Entries from a pointing dataset:
---

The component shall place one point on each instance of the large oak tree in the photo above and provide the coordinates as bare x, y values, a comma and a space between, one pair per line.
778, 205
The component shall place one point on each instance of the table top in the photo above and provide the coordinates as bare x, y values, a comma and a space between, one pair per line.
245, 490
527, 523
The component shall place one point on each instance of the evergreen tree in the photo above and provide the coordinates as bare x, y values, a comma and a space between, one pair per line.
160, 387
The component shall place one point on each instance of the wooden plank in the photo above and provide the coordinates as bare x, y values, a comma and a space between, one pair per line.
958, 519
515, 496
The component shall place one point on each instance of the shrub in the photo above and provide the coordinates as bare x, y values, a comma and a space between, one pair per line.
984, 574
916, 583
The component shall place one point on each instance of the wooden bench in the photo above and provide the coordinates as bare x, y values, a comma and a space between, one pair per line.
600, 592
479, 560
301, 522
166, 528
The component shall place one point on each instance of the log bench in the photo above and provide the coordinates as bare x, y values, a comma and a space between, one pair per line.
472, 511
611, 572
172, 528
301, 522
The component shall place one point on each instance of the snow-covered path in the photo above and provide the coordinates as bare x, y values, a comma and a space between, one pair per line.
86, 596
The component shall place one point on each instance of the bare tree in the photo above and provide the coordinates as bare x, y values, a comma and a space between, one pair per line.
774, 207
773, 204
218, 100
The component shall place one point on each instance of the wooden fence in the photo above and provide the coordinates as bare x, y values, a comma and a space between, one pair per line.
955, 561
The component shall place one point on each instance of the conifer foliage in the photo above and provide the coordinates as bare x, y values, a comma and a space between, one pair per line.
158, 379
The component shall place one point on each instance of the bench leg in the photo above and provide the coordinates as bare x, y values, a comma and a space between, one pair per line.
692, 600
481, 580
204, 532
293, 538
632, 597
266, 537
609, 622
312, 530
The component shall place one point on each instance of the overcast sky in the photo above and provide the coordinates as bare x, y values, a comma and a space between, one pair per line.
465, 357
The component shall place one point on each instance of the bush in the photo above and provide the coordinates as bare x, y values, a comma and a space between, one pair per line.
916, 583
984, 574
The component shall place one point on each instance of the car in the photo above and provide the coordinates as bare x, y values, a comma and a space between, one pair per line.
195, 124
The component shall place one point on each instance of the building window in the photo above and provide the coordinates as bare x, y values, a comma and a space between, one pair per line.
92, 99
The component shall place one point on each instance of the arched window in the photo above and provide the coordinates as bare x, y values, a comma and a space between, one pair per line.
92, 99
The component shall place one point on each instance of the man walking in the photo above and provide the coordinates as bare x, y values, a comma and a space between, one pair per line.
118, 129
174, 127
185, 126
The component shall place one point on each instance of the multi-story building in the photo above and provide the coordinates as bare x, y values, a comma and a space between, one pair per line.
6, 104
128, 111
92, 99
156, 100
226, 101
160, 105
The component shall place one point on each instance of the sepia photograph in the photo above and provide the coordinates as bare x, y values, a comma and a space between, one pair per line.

---

§ EXERCISE REQUIREMENTS: Write out the full listing, keeping every line exactly as it is.

§ FINISHED TASK:
The component shall place one point on each instance of the large oak tree in the photo above and provide the coordinates as bare x, y values, a comma and a space between, one pair per line.
778, 205
The component shall place one point on each instance of the table top in the photo above and provide the coordinates as bare x, y values, a comma and a space between, one pair per line.
245, 490
527, 523
The component shall place one point on each instance of the evergreen tree in the photo above and provide the coordinates as bare x, y values, a comma and a space between, one pair per line.
160, 387
The component shall place one point on each instance of the wooden plank in the photo above and provide the coordinates as bare x, y values, a comma and a space between, one pair per line.
958, 519
515, 496
The component shall place one point on each instance of the shrub in the photo above and provide the coordinates as bare x, y values, a comma and a space between, one pair per line.
984, 574
916, 583
The component shall place one point on each instance of the wooden bench in the photo above and provide the coordinates as bare x, y values, a comma and a space between, one pair per line.
600, 592
479, 560
301, 522
166, 528
The component shall place one point on each instance of the log bench in the photo above and provide the coordinates as bare x, y values, a comma and a space between, one pair per line.
472, 511
611, 572
172, 528
301, 522
The component shall place one point on each instance of the snow-covered path in the photo above and provide the coordinates as bare x, y values, a comma and a space between, one pair per line.
86, 596
The component shall place one point on each instance of the bare tree in the photo above and provide the coordinates as bare x, y values, a comma and a space between, one pair per line.
774, 207
773, 204
218, 100
The component shall place one point on each instance of the wooden fence in the photo above and provide the coordinates as bare x, y values, a comma and a space between, one pair per line.
955, 561
The component shall place one point on each instance of the conifer foliage in the photo above and provide the coordinates as bare x, y values, a comma and a space between, one pair per line.
158, 379
The component shall place one point on each instance of the bench leg in the photo above and provide the coordinates as bare x, y values, a comma and a space between, one pair per line.
692, 600
481, 580
204, 532
293, 538
632, 597
266, 537
609, 622
312, 530
The component shall place one point on each instance of the overcast sky in the photo above and provide the coordinates as bare x, y values, a comma and a space between, one pair per line.
465, 357
The component shall place one point on each instance of the bush in the photo above and provide the coordinates as bare x, y values, a comma and a space between, one pair per line.
916, 583
984, 574
The component shall place one point on each instance of the car in the photo above and provide the coordinates as bare x, y values, a comma and a space between, one pair per line.
195, 124
The component shall place one point on each instance of the building window in the photo above and provide the coordinates as bare x, y values, a comma and a space between, one pair per line.
92, 99
The component shall place one point on each instance of the arched window in the photo above and provide the coordinates as bare x, y values, a comma and a space between, one pair per line.
92, 99
The component shall place one point on each instance of the man walking in the photo above and provide the coordinates as bare x, y values, a comma and a space between, one pair per line.
118, 129
174, 127
185, 126
The component shall place one point on each instance of the multi-story building in the photo above and provide the coordinates as bare x, y values, a comma and a space between, one pair per line.
6, 104
128, 111
92, 99
156, 100
226, 101
160, 105
The component shall place one point on each instance of the sepia photograph in the photo above and provide the coordinates as bare x, y values, a comma and a space between, one pair per line.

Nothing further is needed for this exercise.